___ Tekst źródłowy ___
Przejdź do treści

Zbliża się maksimum aktywności roju Perseidów. Przed nami „noc spadających gwiazd”

Spis treści

W nocy z piątku na sobotę maksimum aktywności osiągnie rój Perseidów, który jest jednym z najintensywniejszych i najbardziej widowiskowych rojów meteorów. Zwykle Perseidy pozwalają zobaczyć dziesiątki „spadających gwiazd” w ciągu godziny. Jednak pełnia Księżyca sprawi, że w tym roku będzie trudniej podziwiać spektakl na niebie, ale mimo to warto spróbować.

Każdego roku, od około połowy lipca niemal do końca sierpnia, Ziemia przechodzi przez stertę kosmicznego gruzu. To szczątki komety 109P/Swift-Tuttle. Malutkie kawałeczki zasypują naszą planetę i pojawiają się jako meteory na nocnym niebie tworząc rój Perseidów. To jeden z najpopularniejszych i najintensywniejszych deszczów meteorów.

Rój ten znany jest ludzkości od starożytności. W 1862 roku dwóch astronomów — Lewis Swift i Horace Tuttle — niezależnie odkryło masywną kometę bliską Ziemi, znaną obecnie jako kometa 109P/Swift-Tuttle. Kilka lat później inny astronom zdał sobie sprawę, że to właśnie ta kometa wytworzyła rój Perseidów.

Meteoroidy, meteory i meteoryty

Gdy Ziemia przedziera się przez ogon gruzu zrzuconego przez kometę, te malutkie lodowe i skaliste kawałeczki, przebijają się przez naszą atmosferę, rozgrzewają się do ponad 1650 stopni Celsjusza i przemykają po niebie z prędkością ponad 160 tys. km/h. Większość z nich płonie w atmosferze, chociaż te największe docierają do powierzchni planety, ale wtedy mówimy już nie o meteorach, a meteorytach.
___
Powtórz słowo w słowo cały tekst o roju Perseidów, bez żadnych zmian.
___ Wpisy zbioru danych ___
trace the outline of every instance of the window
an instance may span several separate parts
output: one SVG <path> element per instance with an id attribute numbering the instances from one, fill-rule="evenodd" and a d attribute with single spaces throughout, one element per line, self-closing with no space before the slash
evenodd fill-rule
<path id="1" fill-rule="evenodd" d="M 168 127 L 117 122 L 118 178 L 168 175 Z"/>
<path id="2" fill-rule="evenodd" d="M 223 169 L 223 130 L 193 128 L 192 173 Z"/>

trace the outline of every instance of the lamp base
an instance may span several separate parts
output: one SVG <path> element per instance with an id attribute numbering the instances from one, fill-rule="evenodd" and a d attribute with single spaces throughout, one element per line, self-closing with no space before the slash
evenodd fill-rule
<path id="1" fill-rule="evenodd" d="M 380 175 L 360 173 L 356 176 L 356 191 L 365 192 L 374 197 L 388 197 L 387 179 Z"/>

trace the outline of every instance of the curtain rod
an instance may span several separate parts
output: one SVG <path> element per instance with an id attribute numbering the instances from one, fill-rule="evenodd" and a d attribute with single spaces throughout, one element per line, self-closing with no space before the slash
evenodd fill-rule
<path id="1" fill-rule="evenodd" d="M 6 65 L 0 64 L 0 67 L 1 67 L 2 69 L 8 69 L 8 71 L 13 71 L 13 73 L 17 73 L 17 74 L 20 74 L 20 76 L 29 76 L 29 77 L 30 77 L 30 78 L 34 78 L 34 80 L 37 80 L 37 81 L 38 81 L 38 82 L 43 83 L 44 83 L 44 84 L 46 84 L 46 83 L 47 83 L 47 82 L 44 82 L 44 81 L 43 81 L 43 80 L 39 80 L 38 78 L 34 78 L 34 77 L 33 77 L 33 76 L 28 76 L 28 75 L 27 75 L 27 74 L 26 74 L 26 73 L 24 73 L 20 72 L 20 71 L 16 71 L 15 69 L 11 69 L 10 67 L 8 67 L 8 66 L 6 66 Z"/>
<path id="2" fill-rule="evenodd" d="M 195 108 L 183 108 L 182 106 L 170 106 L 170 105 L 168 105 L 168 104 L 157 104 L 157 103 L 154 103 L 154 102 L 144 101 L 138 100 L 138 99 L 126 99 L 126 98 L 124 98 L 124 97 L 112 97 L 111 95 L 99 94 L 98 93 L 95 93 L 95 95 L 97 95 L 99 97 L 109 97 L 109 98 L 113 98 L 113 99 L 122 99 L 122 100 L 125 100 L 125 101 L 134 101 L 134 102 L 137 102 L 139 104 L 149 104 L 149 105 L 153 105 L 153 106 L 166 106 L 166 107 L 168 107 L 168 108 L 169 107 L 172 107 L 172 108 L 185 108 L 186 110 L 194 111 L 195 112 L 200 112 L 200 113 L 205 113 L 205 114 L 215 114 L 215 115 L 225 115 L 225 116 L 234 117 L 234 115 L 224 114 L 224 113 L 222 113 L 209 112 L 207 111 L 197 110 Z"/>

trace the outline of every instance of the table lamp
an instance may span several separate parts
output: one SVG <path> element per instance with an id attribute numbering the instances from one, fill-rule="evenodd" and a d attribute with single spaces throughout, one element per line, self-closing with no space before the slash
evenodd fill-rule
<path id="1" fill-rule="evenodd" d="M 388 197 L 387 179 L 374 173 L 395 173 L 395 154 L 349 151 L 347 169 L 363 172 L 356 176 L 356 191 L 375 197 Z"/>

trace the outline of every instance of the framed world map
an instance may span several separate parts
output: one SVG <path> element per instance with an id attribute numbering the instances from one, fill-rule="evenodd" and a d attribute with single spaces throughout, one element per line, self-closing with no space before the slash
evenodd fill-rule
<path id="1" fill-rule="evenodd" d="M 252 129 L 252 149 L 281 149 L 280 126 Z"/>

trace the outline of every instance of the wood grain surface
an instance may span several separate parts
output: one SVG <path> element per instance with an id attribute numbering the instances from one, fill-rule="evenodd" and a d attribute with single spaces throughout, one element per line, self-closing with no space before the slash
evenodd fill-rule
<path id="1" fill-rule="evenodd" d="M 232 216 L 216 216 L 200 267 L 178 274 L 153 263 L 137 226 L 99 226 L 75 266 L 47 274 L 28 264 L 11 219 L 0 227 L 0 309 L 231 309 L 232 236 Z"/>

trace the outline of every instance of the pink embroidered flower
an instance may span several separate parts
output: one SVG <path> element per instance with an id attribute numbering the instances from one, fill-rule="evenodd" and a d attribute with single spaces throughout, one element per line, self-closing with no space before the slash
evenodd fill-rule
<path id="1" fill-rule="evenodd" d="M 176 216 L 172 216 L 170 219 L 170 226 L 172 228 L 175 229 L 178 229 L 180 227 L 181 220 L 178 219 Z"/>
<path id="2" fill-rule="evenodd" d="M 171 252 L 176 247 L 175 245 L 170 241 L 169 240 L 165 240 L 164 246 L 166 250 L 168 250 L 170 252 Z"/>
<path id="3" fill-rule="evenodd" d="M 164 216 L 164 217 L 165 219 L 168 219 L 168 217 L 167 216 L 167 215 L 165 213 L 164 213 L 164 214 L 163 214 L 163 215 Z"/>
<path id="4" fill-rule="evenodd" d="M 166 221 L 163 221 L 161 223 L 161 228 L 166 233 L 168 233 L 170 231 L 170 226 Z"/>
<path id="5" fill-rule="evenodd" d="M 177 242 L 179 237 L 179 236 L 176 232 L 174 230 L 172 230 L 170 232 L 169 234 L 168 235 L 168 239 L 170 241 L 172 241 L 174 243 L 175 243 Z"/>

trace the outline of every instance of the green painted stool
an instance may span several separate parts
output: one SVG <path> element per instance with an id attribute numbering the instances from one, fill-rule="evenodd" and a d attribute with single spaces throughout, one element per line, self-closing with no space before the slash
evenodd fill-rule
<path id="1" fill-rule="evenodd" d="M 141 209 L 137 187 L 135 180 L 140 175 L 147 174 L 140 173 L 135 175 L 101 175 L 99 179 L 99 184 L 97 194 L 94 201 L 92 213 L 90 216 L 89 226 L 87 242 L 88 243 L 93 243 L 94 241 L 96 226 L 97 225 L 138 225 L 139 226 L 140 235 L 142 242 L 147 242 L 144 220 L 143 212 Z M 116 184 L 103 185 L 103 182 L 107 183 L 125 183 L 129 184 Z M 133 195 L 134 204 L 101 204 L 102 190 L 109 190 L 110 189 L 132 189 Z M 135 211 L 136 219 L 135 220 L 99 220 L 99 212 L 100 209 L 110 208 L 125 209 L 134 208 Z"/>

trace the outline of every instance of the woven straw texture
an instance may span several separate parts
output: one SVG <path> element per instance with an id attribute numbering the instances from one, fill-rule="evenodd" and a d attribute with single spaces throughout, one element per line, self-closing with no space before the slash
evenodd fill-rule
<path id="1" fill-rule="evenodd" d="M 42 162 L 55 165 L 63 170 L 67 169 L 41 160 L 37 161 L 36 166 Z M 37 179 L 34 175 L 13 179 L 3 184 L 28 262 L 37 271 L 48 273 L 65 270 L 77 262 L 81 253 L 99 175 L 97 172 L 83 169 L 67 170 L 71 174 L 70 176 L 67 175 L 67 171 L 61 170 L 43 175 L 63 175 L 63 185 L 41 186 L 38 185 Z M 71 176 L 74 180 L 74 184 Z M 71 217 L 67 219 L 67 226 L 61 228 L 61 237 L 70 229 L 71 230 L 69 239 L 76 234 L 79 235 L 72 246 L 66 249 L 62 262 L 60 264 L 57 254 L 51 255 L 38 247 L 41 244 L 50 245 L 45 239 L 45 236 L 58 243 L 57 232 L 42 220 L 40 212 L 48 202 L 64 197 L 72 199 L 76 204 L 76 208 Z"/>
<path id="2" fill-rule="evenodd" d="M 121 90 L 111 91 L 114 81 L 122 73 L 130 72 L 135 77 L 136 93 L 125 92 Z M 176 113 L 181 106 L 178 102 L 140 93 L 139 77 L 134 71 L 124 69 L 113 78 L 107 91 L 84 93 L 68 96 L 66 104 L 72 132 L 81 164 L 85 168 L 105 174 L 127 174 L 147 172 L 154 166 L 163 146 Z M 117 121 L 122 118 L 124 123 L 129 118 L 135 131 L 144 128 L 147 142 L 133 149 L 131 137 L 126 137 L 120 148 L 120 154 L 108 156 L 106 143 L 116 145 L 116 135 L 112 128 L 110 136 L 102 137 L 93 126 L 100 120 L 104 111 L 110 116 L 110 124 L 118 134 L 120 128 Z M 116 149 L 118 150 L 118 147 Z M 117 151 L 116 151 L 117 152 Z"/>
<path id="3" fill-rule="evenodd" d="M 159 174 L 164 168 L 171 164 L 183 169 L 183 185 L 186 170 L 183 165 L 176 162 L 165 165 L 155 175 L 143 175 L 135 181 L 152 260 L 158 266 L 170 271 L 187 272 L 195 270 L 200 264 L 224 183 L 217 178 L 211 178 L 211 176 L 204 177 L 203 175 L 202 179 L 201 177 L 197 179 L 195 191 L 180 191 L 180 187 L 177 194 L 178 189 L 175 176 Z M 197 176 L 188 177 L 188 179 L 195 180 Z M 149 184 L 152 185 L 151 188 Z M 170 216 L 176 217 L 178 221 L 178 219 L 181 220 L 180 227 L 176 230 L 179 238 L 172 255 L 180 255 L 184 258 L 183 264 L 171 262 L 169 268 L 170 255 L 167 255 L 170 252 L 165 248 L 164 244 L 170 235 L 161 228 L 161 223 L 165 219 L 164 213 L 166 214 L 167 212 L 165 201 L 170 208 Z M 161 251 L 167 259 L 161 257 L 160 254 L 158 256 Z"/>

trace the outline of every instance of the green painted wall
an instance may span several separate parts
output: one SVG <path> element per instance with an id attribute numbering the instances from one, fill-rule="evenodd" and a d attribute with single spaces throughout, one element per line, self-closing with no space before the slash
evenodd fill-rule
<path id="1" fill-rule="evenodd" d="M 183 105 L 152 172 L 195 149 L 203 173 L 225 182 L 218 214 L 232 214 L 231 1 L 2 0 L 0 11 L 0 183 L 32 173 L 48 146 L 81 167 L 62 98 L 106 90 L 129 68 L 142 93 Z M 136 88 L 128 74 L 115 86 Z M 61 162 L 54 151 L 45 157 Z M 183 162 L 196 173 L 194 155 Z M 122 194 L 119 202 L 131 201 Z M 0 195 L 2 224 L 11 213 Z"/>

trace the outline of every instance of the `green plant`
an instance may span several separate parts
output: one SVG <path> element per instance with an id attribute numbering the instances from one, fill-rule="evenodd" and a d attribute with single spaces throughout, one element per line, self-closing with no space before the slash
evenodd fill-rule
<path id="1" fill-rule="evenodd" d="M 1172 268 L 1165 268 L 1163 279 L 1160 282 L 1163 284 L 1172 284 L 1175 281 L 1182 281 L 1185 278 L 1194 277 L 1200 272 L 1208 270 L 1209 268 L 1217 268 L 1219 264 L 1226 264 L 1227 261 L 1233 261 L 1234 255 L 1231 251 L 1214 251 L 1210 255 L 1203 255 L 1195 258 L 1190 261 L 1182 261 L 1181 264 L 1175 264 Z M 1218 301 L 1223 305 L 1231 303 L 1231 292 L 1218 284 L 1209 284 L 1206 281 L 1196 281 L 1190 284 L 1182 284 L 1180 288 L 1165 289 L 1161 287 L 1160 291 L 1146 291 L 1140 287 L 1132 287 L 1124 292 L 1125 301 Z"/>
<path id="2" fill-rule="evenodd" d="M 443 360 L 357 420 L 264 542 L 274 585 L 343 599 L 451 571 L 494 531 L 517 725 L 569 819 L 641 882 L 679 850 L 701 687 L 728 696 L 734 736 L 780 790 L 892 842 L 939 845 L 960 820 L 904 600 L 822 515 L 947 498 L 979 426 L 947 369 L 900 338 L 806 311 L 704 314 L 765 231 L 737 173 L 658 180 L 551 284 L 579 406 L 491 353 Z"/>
___
## Wynik
Przejdź do treści

Zbliża się maksimum aktywności roju Perseidów. Przed nami „noc spadających gwiazd”

Spis treści

W nocy z piątku na sobotę maksimum aktywności osiągnie rój Perseidów, który jest jednym z najintensywniejszych i najbardziej widowiskowych rojów meteorów. Zwykle Perseidy pozwalają zobaczyć dziesiątki „spadających gwiazd” w ciągu godziny. Jednak pełnia Księżyca sprawi, że w tym roku będzie trudniej podziwiać spektakl na niebie, ale mimo to warto spróbować.

Każdego roku, od około połowy lipca niemal do końca sierpnia, Ziemia przechodzi przez stertę kosmicznego gruzu. To szczątki komety 109P/Swift-Tuttle. Malutkie kawałeczki zasypują naszą planetę i pojawiają się jako meteory na nocnym niebie tworząc rój Perseidów. To jeden z najpopularniejszych i najintensywniejszych deszczów meteorów.

Rój ten znany jest ludzkości od starożytności. W 1862 roku dwóch astronomów — Lewis Swift i Horace Tuttle — niezależnie odkryło masywną kometę bliską Ziemi, znaną obecnie jako kometa 109P/Swift-Tuttle. Kilka lat później inny astronom zdał sobie sprawę, że to właśnie ta kometa wytworzyła rój Perseidów.

Meteoroidy, meteory i meteoryty

Gdy Ziemia przedziera się przez ogon gruzu zrzuconego przez kometę, te malutkie lodowe i skaliste kawałeczki, przebijają się przez naszą atmosferę, rozgrzewają się do ponad 1650 stopni Celsjusza i przemykają po niebie z prędkością ponad 160 tys. km/h. Większość z nich płonie w atmosferze, chociaż te największe docierają do powierzchni planety, ale wtedy mówimy już nie o meteorach, a meteorytach.